* [TASK TO COMPLETE]:
Add -20 to every coordinate in the answers of the records, starting at the line containing "find the lamp post" and ending at the end of the records, and write out all those lines again with the other lines unchanged. Leave the pictures out.

## START GIVEN RECORDS

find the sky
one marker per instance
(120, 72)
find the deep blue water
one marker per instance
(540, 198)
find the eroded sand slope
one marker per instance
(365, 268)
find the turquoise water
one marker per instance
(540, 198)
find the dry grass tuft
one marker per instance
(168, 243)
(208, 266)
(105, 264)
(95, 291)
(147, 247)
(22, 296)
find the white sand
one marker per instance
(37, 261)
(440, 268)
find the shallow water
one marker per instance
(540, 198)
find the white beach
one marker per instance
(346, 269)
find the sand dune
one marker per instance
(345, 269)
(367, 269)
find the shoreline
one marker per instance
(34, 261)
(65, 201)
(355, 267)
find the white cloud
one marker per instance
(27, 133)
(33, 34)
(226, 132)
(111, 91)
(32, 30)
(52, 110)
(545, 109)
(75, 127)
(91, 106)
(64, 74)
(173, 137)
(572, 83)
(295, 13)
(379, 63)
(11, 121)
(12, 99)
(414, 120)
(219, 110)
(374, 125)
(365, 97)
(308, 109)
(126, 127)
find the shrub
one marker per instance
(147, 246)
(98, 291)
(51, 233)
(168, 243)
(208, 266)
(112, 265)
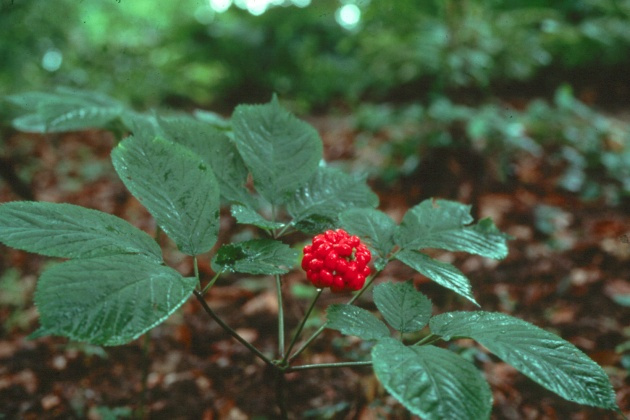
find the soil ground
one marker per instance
(567, 279)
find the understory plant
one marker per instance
(266, 166)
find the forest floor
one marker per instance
(567, 272)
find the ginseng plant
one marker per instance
(267, 166)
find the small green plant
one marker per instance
(115, 285)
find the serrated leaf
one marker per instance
(215, 147)
(256, 256)
(440, 272)
(64, 110)
(352, 320)
(69, 231)
(248, 216)
(431, 382)
(544, 357)
(176, 186)
(281, 152)
(446, 225)
(108, 300)
(328, 193)
(402, 306)
(373, 226)
(212, 118)
(314, 224)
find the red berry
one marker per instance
(337, 260)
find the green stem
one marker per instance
(196, 268)
(323, 327)
(211, 283)
(230, 331)
(301, 326)
(329, 365)
(142, 412)
(283, 230)
(431, 338)
(280, 317)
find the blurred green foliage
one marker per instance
(591, 150)
(185, 53)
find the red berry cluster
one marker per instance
(336, 260)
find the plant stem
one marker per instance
(323, 327)
(211, 283)
(301, 326)
(196, 268)
(230, 331)
(280, 317)
(281, 400)
(142, 413)
(431, 338)
(329, 365)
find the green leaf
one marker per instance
(64, 110)
(314, 224)
(404, 308)
(108, 300)
(256, 256)
(248, 216)
(440, 272)
(373, 226)
(328, 193)
(69, 231)
(546, 358)
(215, 147)
(176, 186)
(281, 151)
(352, 320)
(446, 225)
(431, 382)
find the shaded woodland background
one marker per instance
(520, 108)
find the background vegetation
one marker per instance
(519, 107)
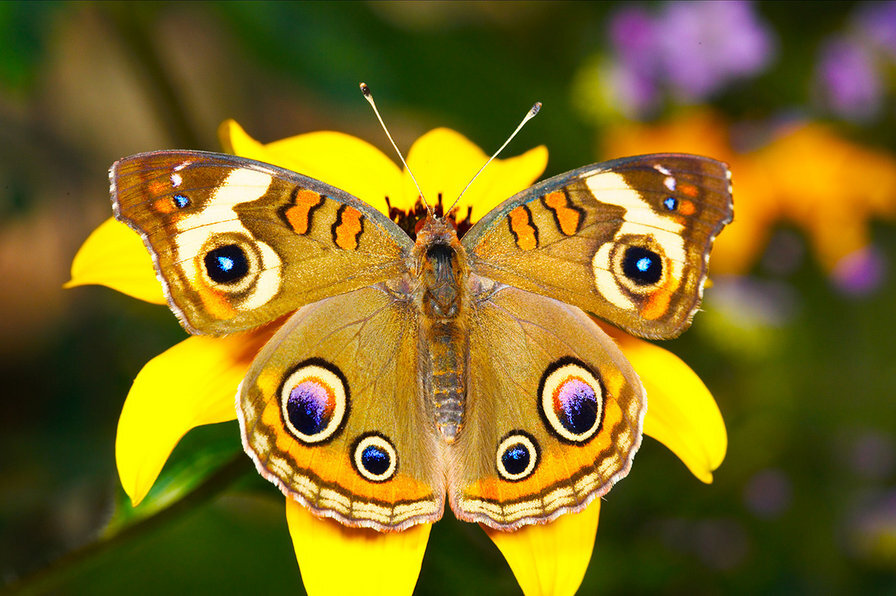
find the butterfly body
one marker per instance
(414, 372)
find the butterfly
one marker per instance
(409, 371)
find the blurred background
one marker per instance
(796, 337)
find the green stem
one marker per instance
(40, 580)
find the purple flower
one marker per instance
(704, 45)
(861, 272)
(878, 23)
(633, 35)
(848, 79)
(692, 48)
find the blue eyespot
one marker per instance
(226, 264)
(517, 456)
(571, 400)
(642, 266)
(374, 457)
(314, 401)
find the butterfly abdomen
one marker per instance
(442, 297)
(446, 344)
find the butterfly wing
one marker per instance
(332, 412)
(554, 412)
(237, 243)
(627, 240)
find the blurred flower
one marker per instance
(851, 77)
(871, 529)
(803, 173)
(193, 383)
(769, 493)
(705, 45)
(691, 49)
(877, 20)
(850, 83)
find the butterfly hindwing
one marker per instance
(628, 240)
(238, 243)
(331, 412)
(553, 416)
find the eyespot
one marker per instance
(180, 201)
(230, 262)
(571, 400)
(314, 401)
(642, 266)
(638, 263)
(517, 456)
(374, 457)
(226, 264)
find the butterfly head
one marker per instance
(441, 266)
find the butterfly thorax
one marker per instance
(442, 299)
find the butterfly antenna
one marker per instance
(529, 115)
(365, 90)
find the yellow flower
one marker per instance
(806, 174)
(194, 382)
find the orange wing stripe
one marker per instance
(521, 227)
(568, 218)
(299, 215)
(348, 227)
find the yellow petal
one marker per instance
(341, 160)
(335, 559)
(681, 413)
(114, 256)
(550, 559)
(444, 161)
(190, 384)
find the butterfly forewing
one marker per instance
(554, 416)
(238, 243)
(627, 240)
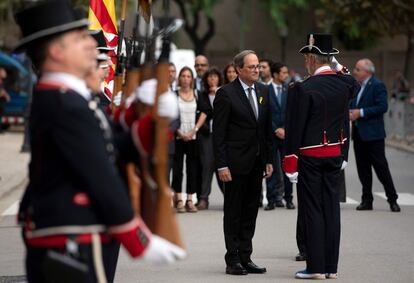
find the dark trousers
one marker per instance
(300, 221)
(207, 165)
(241, 197)
(319, 180)
(278, 185)
(370, 154)
(190, 150)
(38, 273)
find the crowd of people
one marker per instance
(242, 124)
(194, 131)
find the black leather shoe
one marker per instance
(290, 205)
(251, 267)
(235, 269)
(395, 207)
(301, 256)
(279, 203)
(270, 206)
(365, 206)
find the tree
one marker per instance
(279, 11)
(359, 23)
(193, 12)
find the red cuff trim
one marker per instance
(61, 240)
(324, 151)
(290, 163)
(134, 236)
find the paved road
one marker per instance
(376, 246)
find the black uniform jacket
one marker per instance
(237, 136)
(73, 178)
(317, 112)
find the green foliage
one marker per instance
(205, 6)
(360, 23)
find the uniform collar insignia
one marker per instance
(311, 41)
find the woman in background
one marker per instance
(212, 80)
(192, 116)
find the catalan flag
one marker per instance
(102, 17)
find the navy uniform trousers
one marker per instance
(319, 185)
(38, 272)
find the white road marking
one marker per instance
(12, 210)
(403, 198)
(351, 201)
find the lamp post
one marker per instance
(283, 33)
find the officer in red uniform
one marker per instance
(317, 150)
(75, 210)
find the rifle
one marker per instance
(165, 221)
(120, 66)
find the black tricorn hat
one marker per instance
(47, 18)
(100, 39)
(319, 43)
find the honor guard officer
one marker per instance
(75, 209)
(316, 150)
(105, 63)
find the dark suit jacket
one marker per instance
(374, 102)
(237, 136)
(277, 110)
(317, 105)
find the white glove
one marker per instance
(160, 251)
(293, 177)
(168, 105)
(117, 98)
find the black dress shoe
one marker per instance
(290, 205)
(279, 203)
(235, 269)
(301, 256)
(365, 206)
(270, 206)
(395, 207)
(253, 268)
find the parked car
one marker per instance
(18, 85)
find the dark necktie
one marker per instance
(252, 104)
(279, 95)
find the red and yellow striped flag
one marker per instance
(102, 17)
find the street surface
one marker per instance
(376, 246)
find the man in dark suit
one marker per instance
(278, 183)
(316, 151)
(242, 146)
(75, 207)
(368, 132)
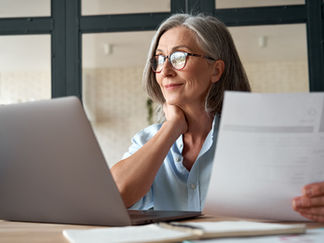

## END GIVEN RECORDS

* [TASK RESULT]:
find the lamp post
one marker per instance
(263, 13)
find the officer in red uniform
one marker per instance
(297, 130)
(55, 190)
find the rifle
one marker per instance
(145, 201)
(100, 46)
find the black tricorn hat
one marker per instance
(27, -2)
(80, 19)
(299, 23)
find the honor guard officer
one marker per instance
(55, 189)
(296, 130)
(85, 43)
find the dark suit jacket
one marker per instance
(354, 82)
(217, 116)
(257, 90)
(297, 85)
find the white glove
one marker per instance
(140, 231)
(273, 157)
(148, 85)
(97, 78)
find the black dress shoe
one marker per instance
(270, 185)
(259, 183)
(215, 249)
(281, 236)
(345, 186)
(250, 186)
(375, 187)
(233, 248)
find the parked car
one marker per instance
(-2, 65)
find the dark necktie
one marker per instance
(232, 84)
(259, 75)
find the red and yellow striped flag
one marker per instance
(82, -3)
find the street surface
one marker per instance
(356, 226)
find the man in dark suit
one marker per instance
(258, 163)
(296, 131)
(222, 126)
(55, 187)
(348, 112)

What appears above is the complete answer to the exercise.